**Task details:** The required output is every record, written out exactly.
==== Records shown ====
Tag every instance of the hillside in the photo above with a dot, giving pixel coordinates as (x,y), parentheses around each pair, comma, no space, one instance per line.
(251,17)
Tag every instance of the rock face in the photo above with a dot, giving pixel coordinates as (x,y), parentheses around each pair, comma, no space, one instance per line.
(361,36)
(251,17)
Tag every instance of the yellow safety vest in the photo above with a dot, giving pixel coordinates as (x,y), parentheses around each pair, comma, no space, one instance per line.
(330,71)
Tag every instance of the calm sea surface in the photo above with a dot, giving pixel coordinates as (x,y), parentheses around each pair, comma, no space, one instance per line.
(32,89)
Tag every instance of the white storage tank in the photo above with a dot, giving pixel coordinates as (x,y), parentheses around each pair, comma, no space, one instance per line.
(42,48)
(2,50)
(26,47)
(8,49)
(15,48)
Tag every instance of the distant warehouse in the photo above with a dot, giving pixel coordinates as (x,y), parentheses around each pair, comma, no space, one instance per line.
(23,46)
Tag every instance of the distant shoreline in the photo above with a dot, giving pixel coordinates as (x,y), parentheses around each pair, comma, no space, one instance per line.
====
**Answer for this exercise:**
Tag every instance of the hillside in the photo above with a dot, giving pixel coordinates as (x,y), parentheses around each pair, comma, no space, one instance per line.
(251,17)
Tag every instance of the rock face in the photo above with a dot, giving pixel coordinates as (x,y), parentheses around each pair, comma, no space, one instance per line.
(361,36)
(251,17)
Tag every instance of the yellow safety vest in the photo above with a dot, giving pixel coordinates as (x,y), parentheses around each pair, comma, no space, one instance per line.
(330,71)
Tag every instance of the calm sea surface in the photo above with a dot, giving pixel coordinates as (x,y), parentheses around each pair, comma, no space, one instance per line.
(32,89)
Tag every instance of the white storage tank in the photo above with a dot, giving pixel coordinates as (x,y), parentheses around each pair, comma, no space, one instance per line.
(42,48)
(2,50)
(26,47)
(8,49)
(15,48)
Tag every instance of the distant warehouse in the photo above with a dot, giving pixel coordinates as (x,y), parentheses around each pair, comma, no space, one instance per line.
(23,46)
Tag every instance of the distant shoreline in the photo above with a dot, giving pixel coordinates as (x,y), parentheses around each pair, comma, no space, one instance per line.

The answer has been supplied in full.